Document extract:

::::::::

Don’t Leave Christian Legal Aid to the Lawyers


By Bradley Merrill Thompson

Brad is a shareholder in the Washington DC office of Epstein Becker Green. Although he works in Washington, he lives in Zionsville, Indiana and volunteers with the Neighborhood Christian Legal Clinic. In his spare time, Brad is an avid photographer who loves to document stories of justice.

Lawyers need help – you probably didn’t need me to tell you that.   You really don’t want to leave Christian legal aid to just us.  Let me explain why.

As you may know from my prior post, I volunteer Saturdays at a church legal aid clinic. During the week, I practice what is called food and drug law, basically helping companies comply with FDA requirements. Even though I’ve been doing it nearly 30 years, that experience isn’t too helpful in representing the poor.

One Saturday, Caitlin walked in with her mother. I’m guessing she was between 15 and 25, I can never tell.  Caitlin recently had a baby out of wedlock. In a prior proceeding, the father was awarded weekend visitation. However, Caitlin says he’s unfit and doesn’t want to leave her child with him.

She then hands me a list of everything she wants me to do to the father. Yes, I said that right. Item number one on the list: she wants me to report him to the Indiana Bureau of Motor Vehicles because his license plate is from Ohio. She also wants me to do various other things to him, including report him to child services. So I ask Caitlin about that.  What’s he done?

Caitlin explains that, well, she hasn’t actually ever left her child with him because she’s sure he’s irresponsible. His home is not clean and he can be a jerk.

Okay, now I’m a bit ticked.

In all my years practicing law, I’ve never done what I did next. It was Saturday, I was spending my time at the clinic and at home, as I recall, that afternoon the noble Michigan Wolverines were taking on those godless Ohio State Buckeyes. Frankly I was feeling a bit crotchety. I explained that Christ’s name was on the door (ok, not literally), and I was not there to help her with some vendetta. I was a little more polite than that, but not much.

::::::::

[Region pointing data]

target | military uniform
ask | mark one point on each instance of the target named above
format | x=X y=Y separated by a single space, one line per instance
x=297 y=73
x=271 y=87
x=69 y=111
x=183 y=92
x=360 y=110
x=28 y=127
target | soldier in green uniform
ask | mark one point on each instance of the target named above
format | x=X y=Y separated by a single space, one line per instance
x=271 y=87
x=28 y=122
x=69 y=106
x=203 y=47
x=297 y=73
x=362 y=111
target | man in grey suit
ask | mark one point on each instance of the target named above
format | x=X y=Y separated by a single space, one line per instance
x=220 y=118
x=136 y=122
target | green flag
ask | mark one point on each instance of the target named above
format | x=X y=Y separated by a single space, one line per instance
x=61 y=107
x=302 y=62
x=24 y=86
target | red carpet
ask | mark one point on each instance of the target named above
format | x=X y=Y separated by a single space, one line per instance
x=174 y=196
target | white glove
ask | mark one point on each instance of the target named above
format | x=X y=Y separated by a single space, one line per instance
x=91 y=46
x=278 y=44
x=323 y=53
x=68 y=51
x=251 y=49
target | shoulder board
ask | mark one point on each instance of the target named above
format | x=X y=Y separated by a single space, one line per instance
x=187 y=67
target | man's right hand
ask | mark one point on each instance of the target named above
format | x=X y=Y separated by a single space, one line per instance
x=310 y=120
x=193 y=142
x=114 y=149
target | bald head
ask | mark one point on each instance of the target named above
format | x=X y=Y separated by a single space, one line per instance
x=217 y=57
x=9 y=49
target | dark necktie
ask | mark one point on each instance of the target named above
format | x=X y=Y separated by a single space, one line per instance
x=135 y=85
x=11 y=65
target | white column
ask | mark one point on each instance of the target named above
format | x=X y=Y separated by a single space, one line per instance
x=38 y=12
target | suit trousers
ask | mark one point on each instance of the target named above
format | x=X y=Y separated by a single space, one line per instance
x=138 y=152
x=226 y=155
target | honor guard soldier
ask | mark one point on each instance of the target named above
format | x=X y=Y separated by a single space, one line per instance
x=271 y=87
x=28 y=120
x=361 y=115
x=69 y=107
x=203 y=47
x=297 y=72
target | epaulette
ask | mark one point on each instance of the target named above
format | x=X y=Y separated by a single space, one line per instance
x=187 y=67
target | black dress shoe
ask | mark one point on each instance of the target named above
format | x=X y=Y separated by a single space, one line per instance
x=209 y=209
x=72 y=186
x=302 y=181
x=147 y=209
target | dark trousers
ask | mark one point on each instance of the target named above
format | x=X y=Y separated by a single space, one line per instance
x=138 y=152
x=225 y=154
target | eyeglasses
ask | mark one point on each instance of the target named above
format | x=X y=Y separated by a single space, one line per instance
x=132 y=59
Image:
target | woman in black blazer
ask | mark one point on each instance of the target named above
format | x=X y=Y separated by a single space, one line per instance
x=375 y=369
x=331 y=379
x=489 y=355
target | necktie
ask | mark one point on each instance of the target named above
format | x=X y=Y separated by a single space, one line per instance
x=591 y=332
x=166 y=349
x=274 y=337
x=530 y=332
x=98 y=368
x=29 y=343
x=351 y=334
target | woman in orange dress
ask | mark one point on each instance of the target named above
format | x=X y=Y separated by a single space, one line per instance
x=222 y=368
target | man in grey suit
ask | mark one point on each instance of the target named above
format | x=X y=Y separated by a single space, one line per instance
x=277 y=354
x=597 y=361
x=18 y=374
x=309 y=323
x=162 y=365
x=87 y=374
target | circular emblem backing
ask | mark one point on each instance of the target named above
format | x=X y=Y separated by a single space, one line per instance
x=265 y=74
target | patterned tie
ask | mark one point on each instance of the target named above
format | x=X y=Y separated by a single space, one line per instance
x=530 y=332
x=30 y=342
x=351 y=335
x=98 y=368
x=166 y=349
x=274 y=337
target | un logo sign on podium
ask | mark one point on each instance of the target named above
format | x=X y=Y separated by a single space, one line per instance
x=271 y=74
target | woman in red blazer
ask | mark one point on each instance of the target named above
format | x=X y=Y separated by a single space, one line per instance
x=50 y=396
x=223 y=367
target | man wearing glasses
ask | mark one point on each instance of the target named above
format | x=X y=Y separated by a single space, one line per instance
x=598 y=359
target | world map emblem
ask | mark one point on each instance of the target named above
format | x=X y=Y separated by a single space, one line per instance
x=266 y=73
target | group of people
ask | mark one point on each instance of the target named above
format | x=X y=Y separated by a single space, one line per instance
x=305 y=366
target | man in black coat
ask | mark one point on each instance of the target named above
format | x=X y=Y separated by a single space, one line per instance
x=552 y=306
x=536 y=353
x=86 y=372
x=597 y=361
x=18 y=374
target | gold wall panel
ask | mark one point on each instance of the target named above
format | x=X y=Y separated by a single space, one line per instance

::::::::

Tasks to carry out:
a) From the essay on Christian legal aid, reproduce everything from "She then hands" down to "can be a jerk.".
b) List every organization, including sports teams, that the essay on Christian legal aid mentions by its proper name.

Answer list:
a)
She then hands me a list of everything she wants me to do to the father. Yes, I said that right. Item number one on the list: she wants me to report him to the Indiana Bureau of Motor Vehicles because his license plate is from Ohio. She also wants me to do various other things to him, including report him to child services. So I ask Caitlin about that.  What’s he done?

Caitlin explains that, well, she hasn’t actually ever left her child with him because she’s sure he’s irresponsible. His home is not clean and he can be a jerk.

b)
- Epstein Becker Green
- Neighborhood Christian Legal Clinic
- FDA
- Indiana Bureau of Motor Vehicles
- Michigan Wolverines
- Ohio State Buckeyes